### Stated exercise 1
Select every line of the records that contains the string "small", treating uppercase and lowercase letters as different.

### Source text

How did the birds die, always a difficult question to answer in the absence of the bodies, (yet people have been convicted of the murder of humans without the body being found). Options are shooting, trapping or poisoning. My guess, because there are two victims and their deaths are closely related in time and location, would be poisoning. There may have been evidence found of how the birds died during the search, but the police would be keeping that under their hat meantime.
It is early days but so far the only comment I have seen from the gamkeeping community is a press release from the Scottish Gamekeepers’ Association. Did they roundly condemn the killing of two of Scotland’s golden eagles? Did they say that it looks highly suspicious and if it was the work of a gamekeeper he is a disgrace to the name of gamekeeping? Did they ask their members to report any suspected killing of birds of prey to the police? Did they say to their members please stop this as it will ultimately ruin all our occupations?

### Extracted information
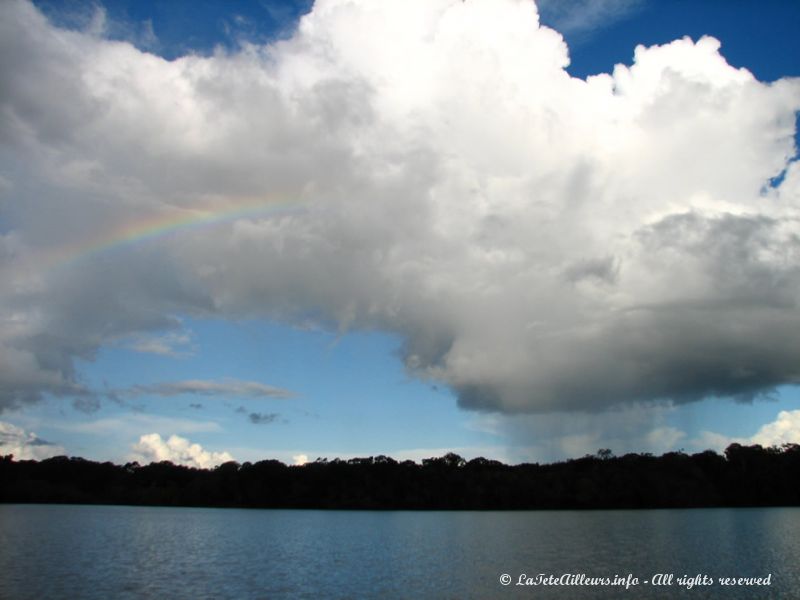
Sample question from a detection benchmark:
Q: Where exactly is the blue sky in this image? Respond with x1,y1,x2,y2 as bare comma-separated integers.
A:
0,0,800,466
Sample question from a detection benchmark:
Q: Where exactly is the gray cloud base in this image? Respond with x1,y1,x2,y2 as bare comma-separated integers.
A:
0,0,800,413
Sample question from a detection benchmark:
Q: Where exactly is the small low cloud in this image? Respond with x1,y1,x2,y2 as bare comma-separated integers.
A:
118,379,296,398
131,433,234,469
692,410,800,451
0,421,66,460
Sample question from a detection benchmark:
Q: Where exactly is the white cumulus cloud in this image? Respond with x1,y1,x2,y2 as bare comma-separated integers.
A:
131,433,234,469
0,0,800,422
692,410,800,451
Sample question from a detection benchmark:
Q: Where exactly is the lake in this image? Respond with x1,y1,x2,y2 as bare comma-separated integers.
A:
0,505,800,600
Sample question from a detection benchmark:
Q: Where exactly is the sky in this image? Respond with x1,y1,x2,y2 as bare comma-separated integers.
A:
0,0,800,467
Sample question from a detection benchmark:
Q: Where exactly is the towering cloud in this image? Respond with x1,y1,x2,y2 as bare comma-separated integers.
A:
0,0,800,412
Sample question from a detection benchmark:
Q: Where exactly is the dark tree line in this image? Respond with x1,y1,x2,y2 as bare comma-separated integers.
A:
0,444,800,510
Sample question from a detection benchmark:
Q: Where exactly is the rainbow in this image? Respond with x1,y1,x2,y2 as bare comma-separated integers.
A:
27,197,305,271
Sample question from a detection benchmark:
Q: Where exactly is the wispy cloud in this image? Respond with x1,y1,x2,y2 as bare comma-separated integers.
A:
537,0,644,35
247,413,280,425
43,413,222,437
125,379,296,399
121,331,197,358
0,421,66,460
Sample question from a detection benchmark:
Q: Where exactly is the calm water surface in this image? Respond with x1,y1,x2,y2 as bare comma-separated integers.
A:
0,505,800,600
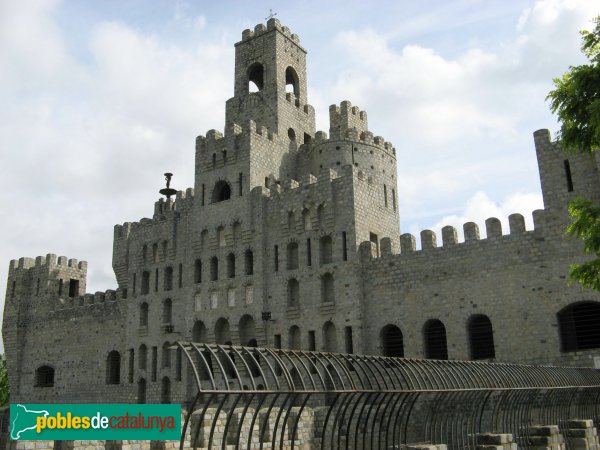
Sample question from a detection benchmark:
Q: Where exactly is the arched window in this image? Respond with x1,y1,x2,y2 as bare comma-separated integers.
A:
317,205,325,228
192,320,206,342
140,302,148,327
163,298,173,324
288,325,302,350
423,319,448,359
200,230,208,251
164,266,173,291
106,350,121,384
238,314,256,347
558,302,600,352
232,222,242,243
323,321,337,352
217,225,227,247
319,236,333,265
212,180,231,203
160,377,171,403
138,378,146,403
215,317,231,344
321,273,335,303
227,253,235,278
467,314,496,359
194,259,202,283
248,63,265,92
288,278,300,306
285,67,300,97
34,366,54,387
141,270,150,295
210,256,219,281
287,242,298,270
244,250,254,275
380,324,404,358
138,344,148,370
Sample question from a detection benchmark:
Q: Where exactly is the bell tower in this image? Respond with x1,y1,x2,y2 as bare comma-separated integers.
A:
225,18,315,145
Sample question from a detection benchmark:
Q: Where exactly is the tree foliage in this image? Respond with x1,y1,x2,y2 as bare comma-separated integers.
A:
547,16,600,291
547,16,600,153
567,198,600,291
0,355,10,406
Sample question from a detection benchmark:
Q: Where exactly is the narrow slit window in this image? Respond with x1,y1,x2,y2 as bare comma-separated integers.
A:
564,159,573,192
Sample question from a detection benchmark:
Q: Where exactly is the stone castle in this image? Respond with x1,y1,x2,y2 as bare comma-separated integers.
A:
2,19,600,403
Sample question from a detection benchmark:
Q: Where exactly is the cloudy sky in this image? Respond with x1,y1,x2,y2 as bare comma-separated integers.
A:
0,0,600,342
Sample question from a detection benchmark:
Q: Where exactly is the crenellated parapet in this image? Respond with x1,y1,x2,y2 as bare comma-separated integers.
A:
361,210,544,260
298,106,397,186
6,253,87,299
242,18,300,47
329,100,369,139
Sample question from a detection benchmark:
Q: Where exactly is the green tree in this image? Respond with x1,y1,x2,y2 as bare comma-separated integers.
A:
547,16,600,291
0,355,10,406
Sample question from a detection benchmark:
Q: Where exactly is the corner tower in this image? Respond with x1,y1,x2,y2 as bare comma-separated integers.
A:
225,19,315,142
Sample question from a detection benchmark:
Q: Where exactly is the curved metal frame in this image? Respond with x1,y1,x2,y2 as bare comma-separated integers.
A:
173,342,600,449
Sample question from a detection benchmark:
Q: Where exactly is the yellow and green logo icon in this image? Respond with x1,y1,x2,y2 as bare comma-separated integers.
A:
9,403,181,440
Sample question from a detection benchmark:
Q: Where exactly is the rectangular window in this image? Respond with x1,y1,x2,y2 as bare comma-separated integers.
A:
227,288,235,308
175,348,182,381
344,327,354,353
246,284,254,305
308,330,317,352
369,233,379,258
127,348,135,383
152,347,158,381
564,159,573,192
69,278,79,297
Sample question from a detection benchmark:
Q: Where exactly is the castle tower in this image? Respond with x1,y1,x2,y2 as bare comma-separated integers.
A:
226,18,315,145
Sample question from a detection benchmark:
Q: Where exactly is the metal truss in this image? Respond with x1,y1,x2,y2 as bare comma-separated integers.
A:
174,342,600,449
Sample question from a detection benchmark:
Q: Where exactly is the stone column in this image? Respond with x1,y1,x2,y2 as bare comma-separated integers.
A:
565,419,600,450
475,433,517,450
527,425,565,450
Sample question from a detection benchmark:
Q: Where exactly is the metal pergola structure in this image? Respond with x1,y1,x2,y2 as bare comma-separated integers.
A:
175,342,600,449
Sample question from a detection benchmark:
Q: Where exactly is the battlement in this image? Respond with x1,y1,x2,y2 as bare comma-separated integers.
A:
285,92,315,117
196,120,276,154
53,289,127,310
236,18,300,46
9,253,87,276
329,100,369,140
361,210,544,259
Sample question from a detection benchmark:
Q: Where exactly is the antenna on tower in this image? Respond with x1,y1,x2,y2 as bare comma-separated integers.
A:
158,172,177,200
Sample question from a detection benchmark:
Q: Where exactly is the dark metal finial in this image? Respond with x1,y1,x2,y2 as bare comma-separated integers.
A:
158,172,177,200
265,8,277,20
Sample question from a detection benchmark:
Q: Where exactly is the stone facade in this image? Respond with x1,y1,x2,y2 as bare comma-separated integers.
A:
3,19,600,403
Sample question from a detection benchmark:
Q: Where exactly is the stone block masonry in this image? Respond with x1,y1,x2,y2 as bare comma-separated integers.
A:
2,11,600,426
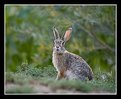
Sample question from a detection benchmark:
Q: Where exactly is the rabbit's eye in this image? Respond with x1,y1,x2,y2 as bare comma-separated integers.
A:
62,42,65,45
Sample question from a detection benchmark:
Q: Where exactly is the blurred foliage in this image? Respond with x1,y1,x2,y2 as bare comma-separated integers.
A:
5,5,116,77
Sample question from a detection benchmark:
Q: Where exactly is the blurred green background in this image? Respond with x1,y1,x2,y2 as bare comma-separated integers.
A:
5,5,116,77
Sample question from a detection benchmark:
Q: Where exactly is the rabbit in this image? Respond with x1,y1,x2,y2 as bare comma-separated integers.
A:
52,27,93,80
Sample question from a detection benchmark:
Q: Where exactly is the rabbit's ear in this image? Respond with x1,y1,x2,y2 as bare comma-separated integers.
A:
53,27,60,39
64,28,72,42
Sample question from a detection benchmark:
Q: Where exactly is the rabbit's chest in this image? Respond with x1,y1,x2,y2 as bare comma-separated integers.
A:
52,54,65,71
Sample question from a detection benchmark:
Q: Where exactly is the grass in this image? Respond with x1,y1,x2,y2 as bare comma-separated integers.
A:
5,64,115,93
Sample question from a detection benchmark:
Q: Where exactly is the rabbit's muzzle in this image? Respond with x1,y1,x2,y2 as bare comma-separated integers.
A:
53,46,65,54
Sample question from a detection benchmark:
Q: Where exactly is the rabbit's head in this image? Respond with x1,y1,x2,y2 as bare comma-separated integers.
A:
53,27,72,54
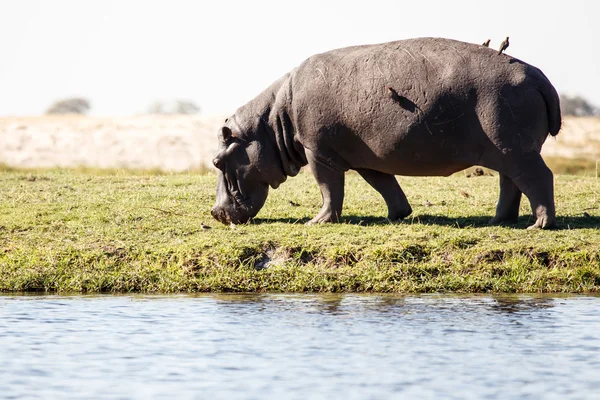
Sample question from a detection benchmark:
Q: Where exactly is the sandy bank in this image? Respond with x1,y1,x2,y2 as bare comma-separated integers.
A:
0,116,600,171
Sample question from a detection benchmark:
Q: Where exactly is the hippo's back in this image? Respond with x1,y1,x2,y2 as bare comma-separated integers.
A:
291,38,553,175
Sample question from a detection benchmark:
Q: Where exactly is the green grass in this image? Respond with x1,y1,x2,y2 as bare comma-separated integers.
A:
0,169,600,293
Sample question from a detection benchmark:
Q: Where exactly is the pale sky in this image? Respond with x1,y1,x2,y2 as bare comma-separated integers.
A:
0,0,600,115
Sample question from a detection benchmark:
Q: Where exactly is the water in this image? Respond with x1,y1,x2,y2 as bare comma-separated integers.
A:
0,295,600,399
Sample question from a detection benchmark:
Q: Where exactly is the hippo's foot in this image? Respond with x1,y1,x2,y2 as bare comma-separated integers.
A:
527,211,556,229
306,211,340,225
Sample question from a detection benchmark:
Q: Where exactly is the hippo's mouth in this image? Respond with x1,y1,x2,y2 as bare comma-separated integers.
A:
223,174,252,213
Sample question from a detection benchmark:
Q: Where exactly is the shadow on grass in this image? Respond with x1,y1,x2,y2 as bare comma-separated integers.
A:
252,214,600,230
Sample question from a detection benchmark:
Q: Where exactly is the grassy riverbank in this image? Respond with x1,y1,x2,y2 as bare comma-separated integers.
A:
0,171,600,293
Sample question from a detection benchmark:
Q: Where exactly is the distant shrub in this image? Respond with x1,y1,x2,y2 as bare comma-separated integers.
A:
560,94,600,117
148,100,200,115
46,97,91,114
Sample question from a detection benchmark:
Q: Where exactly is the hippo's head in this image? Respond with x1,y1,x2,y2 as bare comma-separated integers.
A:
211,121,286,224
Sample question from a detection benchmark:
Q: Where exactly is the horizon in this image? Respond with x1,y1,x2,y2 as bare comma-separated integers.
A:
0,0,600,116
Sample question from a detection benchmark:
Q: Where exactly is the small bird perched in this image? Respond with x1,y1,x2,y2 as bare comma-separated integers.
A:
498,36,509,54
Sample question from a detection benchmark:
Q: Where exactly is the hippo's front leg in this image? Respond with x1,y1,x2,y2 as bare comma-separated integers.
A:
306,149,344,225
356,168,412,221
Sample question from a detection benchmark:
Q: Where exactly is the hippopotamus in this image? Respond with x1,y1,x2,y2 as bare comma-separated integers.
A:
211,38,561,228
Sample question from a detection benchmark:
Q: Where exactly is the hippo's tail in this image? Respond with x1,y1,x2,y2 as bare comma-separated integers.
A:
538,75,562,136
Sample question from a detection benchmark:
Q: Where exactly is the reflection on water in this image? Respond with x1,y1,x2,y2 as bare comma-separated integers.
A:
0,295,600,399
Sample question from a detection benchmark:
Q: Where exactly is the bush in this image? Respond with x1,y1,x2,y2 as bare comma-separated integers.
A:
148,100,200,115
46,97,91,114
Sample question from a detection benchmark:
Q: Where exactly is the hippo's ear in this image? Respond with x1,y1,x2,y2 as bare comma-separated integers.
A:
213,153,225,171
219,126,233,143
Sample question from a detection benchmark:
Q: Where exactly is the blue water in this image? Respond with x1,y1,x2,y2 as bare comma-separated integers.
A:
0,295,600,399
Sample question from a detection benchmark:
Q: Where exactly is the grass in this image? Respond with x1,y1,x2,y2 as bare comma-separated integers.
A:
0,169,600,293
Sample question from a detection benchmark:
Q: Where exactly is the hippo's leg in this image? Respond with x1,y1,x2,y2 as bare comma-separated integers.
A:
356,168,412,221
509,153,556,229
306,149,344,225
490,174,522,224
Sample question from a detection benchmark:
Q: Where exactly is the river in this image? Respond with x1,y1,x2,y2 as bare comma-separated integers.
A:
0,294,600,399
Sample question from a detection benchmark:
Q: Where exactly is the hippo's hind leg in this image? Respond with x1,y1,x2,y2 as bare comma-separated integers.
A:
306,149,344,225
509,152,556,229
490,173,522,224
356,168,412,221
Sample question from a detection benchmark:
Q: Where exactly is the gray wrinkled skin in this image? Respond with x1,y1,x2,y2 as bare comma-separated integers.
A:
212,38,561,228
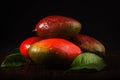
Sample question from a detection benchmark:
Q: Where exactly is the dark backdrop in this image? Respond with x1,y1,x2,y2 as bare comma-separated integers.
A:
0,0,120,53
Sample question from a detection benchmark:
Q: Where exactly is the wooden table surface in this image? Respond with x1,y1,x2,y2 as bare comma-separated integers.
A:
0,52,120,80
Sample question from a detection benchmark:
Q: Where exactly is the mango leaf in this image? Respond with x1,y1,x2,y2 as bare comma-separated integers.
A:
1,48,26,67
70,52,106,71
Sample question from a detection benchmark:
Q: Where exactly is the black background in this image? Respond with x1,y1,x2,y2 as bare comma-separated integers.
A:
0,0,120,53
0,0,120,80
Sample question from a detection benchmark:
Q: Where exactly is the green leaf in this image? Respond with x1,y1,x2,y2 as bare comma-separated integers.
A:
1,48,26,67
70,52,106,71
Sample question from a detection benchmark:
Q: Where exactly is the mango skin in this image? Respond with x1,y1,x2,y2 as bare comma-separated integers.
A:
70,34,105,56
33,15,82,39
29,38,81,69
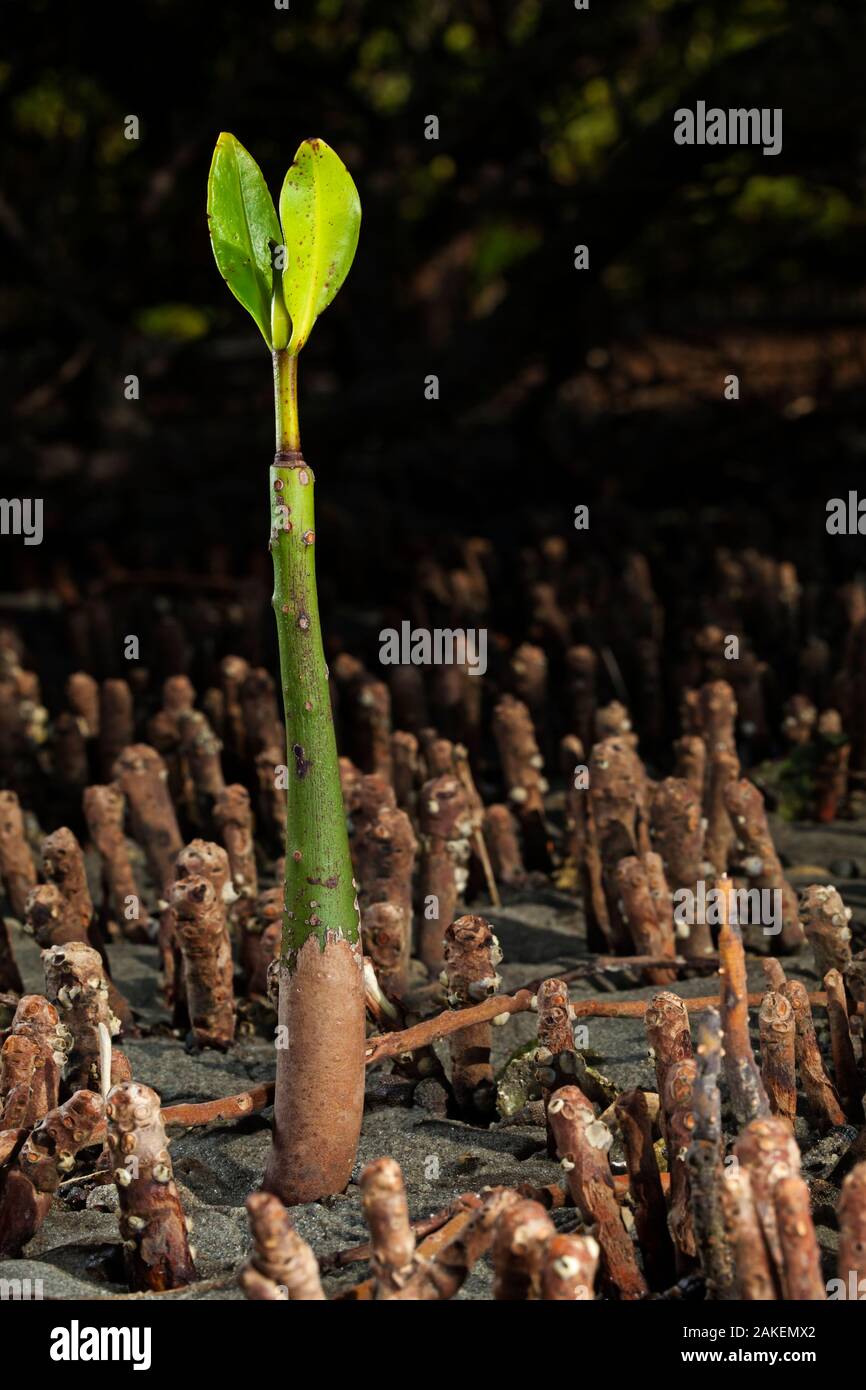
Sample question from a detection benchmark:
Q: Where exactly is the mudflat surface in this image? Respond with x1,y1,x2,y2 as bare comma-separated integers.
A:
0,823,866,1300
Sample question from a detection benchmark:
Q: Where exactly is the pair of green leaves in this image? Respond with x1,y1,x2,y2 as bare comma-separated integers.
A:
207,133,361,356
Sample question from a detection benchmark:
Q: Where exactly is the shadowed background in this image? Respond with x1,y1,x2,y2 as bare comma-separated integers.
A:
0,0,866,750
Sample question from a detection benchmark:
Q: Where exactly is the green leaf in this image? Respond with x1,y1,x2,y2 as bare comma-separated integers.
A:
279,140,361,354
207,132,282,348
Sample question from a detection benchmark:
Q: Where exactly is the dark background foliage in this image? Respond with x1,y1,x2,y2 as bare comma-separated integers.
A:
0,0,866,711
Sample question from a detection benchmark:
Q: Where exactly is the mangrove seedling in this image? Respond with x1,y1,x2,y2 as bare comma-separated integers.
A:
207,133,364,1204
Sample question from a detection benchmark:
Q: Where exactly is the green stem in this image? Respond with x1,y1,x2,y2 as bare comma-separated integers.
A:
274,350,300,453
270,344,359,969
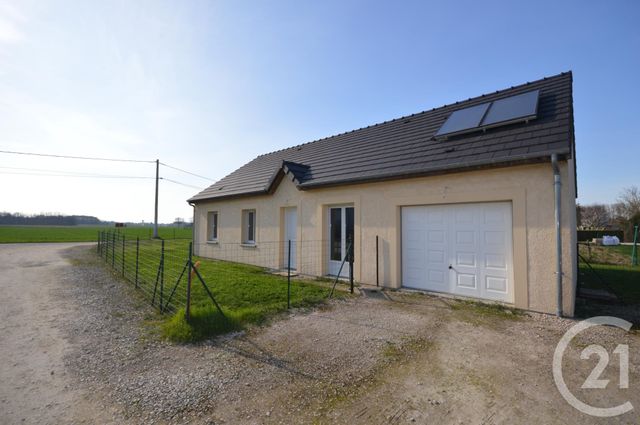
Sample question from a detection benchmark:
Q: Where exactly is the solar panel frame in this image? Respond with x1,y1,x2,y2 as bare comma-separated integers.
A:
436,102,491,136
434,90,540,139
479,90,540,128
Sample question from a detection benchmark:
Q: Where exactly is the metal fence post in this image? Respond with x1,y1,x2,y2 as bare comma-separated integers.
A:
376,235,380,286
135,236,140,288
122,235,125,277
631,224,638,266
184,242,193,322
287,239,291,308
160,239,164,311
111,232,116,269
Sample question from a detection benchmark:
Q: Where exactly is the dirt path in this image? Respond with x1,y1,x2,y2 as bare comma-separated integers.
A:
0,244,108,424
0,244,640,425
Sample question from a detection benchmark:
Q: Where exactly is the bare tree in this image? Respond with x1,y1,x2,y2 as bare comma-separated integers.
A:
616,186,640,220
580,204,611,229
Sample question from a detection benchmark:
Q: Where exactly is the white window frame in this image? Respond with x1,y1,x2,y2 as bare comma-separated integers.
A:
207,211,220,242
242,209,257,245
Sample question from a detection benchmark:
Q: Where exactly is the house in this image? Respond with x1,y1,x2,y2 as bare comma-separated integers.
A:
189,72,577,316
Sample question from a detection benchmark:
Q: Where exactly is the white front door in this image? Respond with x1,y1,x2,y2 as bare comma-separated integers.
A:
402,202,513,302
328,207,355,277
284,207,298,269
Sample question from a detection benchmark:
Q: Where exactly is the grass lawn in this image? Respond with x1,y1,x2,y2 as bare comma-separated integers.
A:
579,262,640,304
0,226,191,243
103,235,340,342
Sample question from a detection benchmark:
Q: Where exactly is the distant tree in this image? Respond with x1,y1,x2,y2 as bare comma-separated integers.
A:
618,186,640,220
611,186,640,241
579,204,611,229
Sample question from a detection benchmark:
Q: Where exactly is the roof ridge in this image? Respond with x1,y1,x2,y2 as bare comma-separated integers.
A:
254,70,573,160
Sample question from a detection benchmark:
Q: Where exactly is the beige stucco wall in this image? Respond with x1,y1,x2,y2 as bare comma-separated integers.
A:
194,161,576,315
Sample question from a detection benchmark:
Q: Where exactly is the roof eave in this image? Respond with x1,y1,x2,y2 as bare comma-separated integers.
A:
299,151,569,190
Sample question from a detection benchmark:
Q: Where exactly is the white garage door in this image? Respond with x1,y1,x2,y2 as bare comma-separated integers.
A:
402,202,513,302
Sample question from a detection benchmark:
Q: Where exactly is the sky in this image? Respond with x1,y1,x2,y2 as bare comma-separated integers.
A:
0,0,640,222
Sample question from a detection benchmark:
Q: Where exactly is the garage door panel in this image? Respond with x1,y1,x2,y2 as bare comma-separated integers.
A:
455,252,477,267
485,276,507,294
456,273,477,289
402,202,513,302
427,249,447,265
484,230,505,250
484,254,507,270
456,230,476,245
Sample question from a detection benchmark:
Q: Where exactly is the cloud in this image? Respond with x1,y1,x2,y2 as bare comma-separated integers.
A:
0,2,26,44
0,18,24,44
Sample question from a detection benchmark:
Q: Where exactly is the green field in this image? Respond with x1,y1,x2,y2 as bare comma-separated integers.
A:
97,235,340,342
579,244,640,304
0,226,191,243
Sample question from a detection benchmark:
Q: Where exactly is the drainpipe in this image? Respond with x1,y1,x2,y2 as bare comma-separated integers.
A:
187,202,196,245
551,153,562,317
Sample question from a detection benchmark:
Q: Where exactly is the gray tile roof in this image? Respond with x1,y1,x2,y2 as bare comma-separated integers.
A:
189,72,573,202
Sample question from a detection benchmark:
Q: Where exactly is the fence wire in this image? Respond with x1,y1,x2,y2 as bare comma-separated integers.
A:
97,231,353,316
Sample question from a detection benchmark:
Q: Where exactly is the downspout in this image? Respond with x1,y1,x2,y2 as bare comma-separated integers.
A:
551,153,562,317
188,202,196,245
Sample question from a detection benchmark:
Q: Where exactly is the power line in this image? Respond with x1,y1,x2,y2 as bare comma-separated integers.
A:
160,177,204,190
160,162,214,182
0,166,153,175
0,171,155,180
0,150,155,164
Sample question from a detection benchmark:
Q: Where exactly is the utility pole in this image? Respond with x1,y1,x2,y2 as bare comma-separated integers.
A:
153,159,160,239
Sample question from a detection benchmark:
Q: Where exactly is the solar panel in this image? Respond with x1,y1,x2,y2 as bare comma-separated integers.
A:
436,103,489,136
481,90,540,126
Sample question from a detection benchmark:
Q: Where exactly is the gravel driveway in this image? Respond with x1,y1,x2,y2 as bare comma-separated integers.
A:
0,244,640,424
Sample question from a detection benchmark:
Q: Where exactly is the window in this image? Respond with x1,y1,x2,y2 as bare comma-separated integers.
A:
242,210,256,244
207,211,218,241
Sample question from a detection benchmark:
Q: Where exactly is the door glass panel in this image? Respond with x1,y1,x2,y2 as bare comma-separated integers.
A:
329,208,342,261
345,207,355,258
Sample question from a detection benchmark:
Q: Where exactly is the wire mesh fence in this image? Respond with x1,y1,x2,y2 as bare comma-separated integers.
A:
97,231,353,319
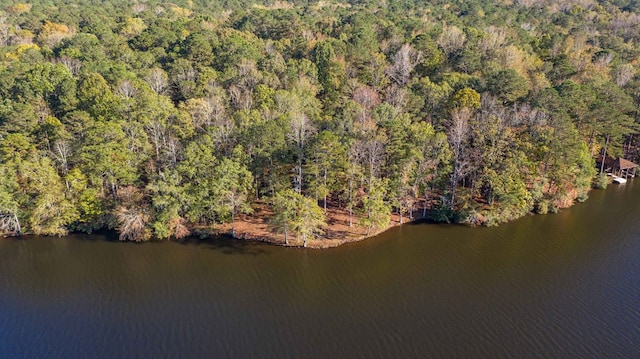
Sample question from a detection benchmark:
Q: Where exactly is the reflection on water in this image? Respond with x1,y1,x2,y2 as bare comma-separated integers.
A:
0,182,640,358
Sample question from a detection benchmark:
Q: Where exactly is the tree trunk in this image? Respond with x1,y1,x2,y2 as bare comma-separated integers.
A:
600,134,609,174
231,211,236,239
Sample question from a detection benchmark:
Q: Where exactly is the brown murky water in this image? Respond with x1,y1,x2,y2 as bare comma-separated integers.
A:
0,184,640,358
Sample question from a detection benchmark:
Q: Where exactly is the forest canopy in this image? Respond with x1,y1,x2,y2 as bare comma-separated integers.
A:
0,0,640,244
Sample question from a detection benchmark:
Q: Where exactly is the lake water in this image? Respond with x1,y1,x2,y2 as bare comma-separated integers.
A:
0,184,640,358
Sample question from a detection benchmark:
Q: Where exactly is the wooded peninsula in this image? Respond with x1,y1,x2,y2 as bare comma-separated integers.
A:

### Stated exercise 2
For each statement below, say yes or no to whether it agrees with the passage on the golden eagles, and quote the exact words of the passage that decide it. (a) The writer guesses that the birds were poisoned. (b) The writer has seen several comments from the gamekeeping community. (c) The police have made public any evidence of how the birds died.

### Task output 1
Q: Where exactly is the small low cloud in this image? Respond with x1,y1,x2,y2 as bare comma-separated integers.
Q: Where exactly is the small bird perched in this image? Respond with x1,y1,x2,y2 as bare comma-separated integers.

### Task output 2
(a) Yes: "My guess, because there are two victims and their deaths are closely related in time and location, would be poisoning."
(b) No: "so far the only comment I have seen from the gamkeeping community is a press release from the Scottish Gamekeepers’ Association."
(c) No: "the police would be keeping that under their hat meantime."